• **Task item**
Exclude all pictures, then restate the entries below word for word.

• **Information provided**
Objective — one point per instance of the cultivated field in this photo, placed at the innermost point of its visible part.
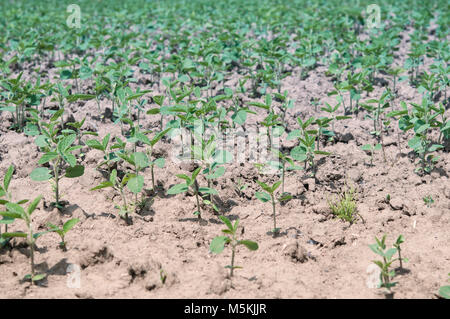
(146, 145)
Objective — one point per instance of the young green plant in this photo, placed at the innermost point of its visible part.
(218, 243)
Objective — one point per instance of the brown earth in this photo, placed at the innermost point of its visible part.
(316, 255)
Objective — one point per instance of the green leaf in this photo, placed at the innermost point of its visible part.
(366, 147)
(33, 205)
(219, 171)
(207, 190)
(444, 292)
(376, 249)
(390, 252)
(41, 141)
(66, 142)
(160, 162)
(275, 186)
(7, 178)
(222, 157)
(218, 244)
(415, 143)
(227, 222)
(70, 224)
(95, 145)
(16, 234)
(103, 185)
(239, 117)
(177, 189)
(298, 154)
(263, 196)
(153, 111)
(322, 153)
(76, 97)
(47, 157)
(249, 244)
(75, 171)
(40, 174)
(140, 160)
(39, 277)
(135, 184)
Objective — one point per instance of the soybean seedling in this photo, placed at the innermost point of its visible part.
(269, 195)
(58, 151)
(63, 231)
(7, 198)
(428, 200)
(218, 243)
(118, 185)
(400, 240)
(386, 273)
(371, 149)
(345, 206)
(16, 211)
(191, 181)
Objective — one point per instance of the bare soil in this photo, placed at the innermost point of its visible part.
(315, 256)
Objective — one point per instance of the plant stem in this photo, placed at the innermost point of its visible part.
(273, 211)
(198, 201)
(56, 173)
(232, 259)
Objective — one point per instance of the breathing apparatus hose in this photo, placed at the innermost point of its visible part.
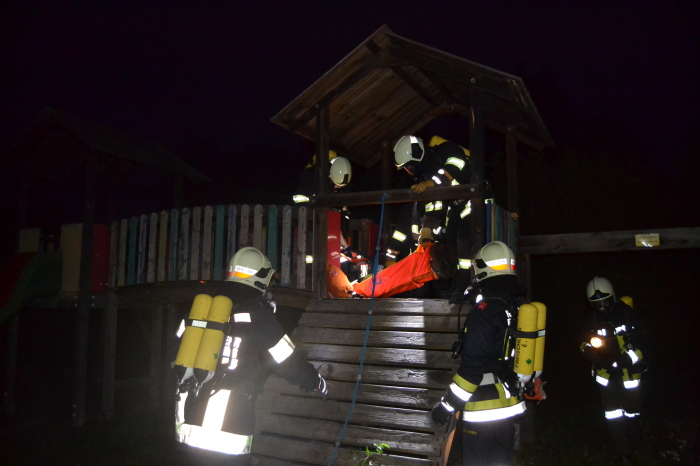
(375, 266)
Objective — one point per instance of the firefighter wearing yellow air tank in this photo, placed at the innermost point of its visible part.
(617, 363)
(441, 163)
(228, 343)
(488, 386)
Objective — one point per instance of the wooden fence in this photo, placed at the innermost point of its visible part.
(196, 244)
(501, 225)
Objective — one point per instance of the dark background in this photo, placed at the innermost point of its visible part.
(615, 83)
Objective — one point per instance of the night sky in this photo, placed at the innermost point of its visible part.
(204, 81)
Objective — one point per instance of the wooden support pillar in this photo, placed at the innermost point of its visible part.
(22, 209)
(109, 351)
(179, 192)
(320, 248)
(156, 360)
(388, 167)
(477, 151)
(11, 345)
(512, 170)
(84, 296)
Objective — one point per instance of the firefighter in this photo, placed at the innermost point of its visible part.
(219, 416)
(340, 174)
(428, 263)
(442, 163)
(483, 389)
(617, 363)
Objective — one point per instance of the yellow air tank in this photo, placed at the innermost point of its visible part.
(189, 344)
(212, 340)
(525, 344)
(539, 343)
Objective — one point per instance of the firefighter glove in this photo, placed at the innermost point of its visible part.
(322, 388)
(439, 414)
(422, 186)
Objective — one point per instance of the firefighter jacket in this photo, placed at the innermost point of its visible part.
(478, 389)
(408, 274)
(618, 359)
(221, 418)
(444, 164)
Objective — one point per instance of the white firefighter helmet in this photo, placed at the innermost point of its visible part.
(340, 171)
(251, 267)
(599, 289)
(493, 259)
(408, 149)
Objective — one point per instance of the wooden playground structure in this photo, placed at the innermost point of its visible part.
(387, 361)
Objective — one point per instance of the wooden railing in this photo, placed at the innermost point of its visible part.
(501, 225)
(197, 243)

• **Written solution**
Objective — one point per instance of the cultivated field in this photo, placed at the innermost point of its visible part.
(146, 145)
Objective — one point per instance of the young green plant in this photo, placed at the innermost point of its visible part.
(218, 243)
Objective — one point per instance of the brown earth in this photo, placed at the innermost point of its visible part.
(316, 255)
Objective — one point per instance of the green leaf in this photo, placed at the innermost point of its visible part.
(366, 147)
(33, 205)
(219, 171)
(207, 190)
(444, 292)
(376, 249)
(390, 252)
(41, 141)
(66, 142)
(160, 162)
(275, 186)
(7, 178)
(222, 157)
(218, 244)
(415, 143)
(227, 222)
(70, 224)
(95, 145)
(16, 234)
(103, 185)
(239, 117)
(177, 189)
(298, 154)
(263, 196)
(153, 111)
(322, 153)
(76, 97)
(47, 157)
(249, 244)
(75, 171)
(40, 174)
(140, 160)
(39, 277)
(135, 184)
Objective — one point per instance of the soybean seedling in this photo, placed at the innermost point of its visible part.
(269, 195)
(58, 151)
(63, 231)
(7, 198)
(428, 200)
(218, 243)
(118, 185)
(400, 240)
(386, 273)
(371, 149)
(345, 206)
(16, 211)
(191, 181)
Objective — one point per instance of the bare soil in this photo, placed at the innermost point of its visible part.
(315, 256)
Objective — one point per instance of the plant stem in this photo, placed at the innermost point of its visible part.
(273, 211)
(198, 201)
(56, 173)
(232, 259)
Objective — one point per instance of the breathing apparatus hose in this photo, placed at the innermost point of its visible part.
(375, 266)
Objective — one point per instance of the firefighter wearing yellow air tank in this photo, placed at the innermost point of its visible part.
(617, 363)
(441, 163)
(228, 343)
(488, 386)
Objective — one point per instance of the wooden fence in this photo, placed at the innermost point of its visible part.
(196, 244)
(501, 225)
Objective — one point per instance of the dark background in this photo, placed at the innermost point of its visible part.
(615, 83)
Objective — one point per instance of the night sky in this photo, placed at the innermost point of its visible part.
(204, 81)
Objective — one point per instance of the wooden support pillar in this photo, placed at the innermost point of its visible part.
(22, 209)
(109, 351)
(179, 192)
(320, 248)
(156, 360)
(388, 167)
(477, 151)
(11, 345)
(512, 170)
(84, 296)
Objective — one point per instance of the firefighter in this photo, placed at the innermost point of its visible part.
(219, 416)
(340, 174)
(428, 263)
(442, 163)
(483, 389)
(617, 363)
Objective — one point per instance of the yellow air tank in this photo, placed at the innermost point of its visible part.
(189, 344)
(212, 340)
(525, 344)
(539, 343)
Objective — one point per instance of the firefighter glove in this photo, placed at the innermost point of its visible part.
(322, 388)
(439, 414)
(422, 186)
Objective — one point per instance of the firefighter jacket in this photo, placed at the innermost point of its visible part.
(478, 389)
(408, 274)
(618, 359)
(221, 418)
(444, 164)
Objective — one point per instance of the white firefighter helmet in this photo, placed at the innermost point of its visible part.
(340, 171)
(251, 267)
(599, 289)
(493, 259)
(408, 149)
Objective — one point per instance of the wooden playground structure in this photo, placed at the innermost point of its visible part.
(387, 361)
Objective — one point per instance of the wooden railing in this photo, placed at the innermost point of its visible part.
(501, 225)
(197, 243)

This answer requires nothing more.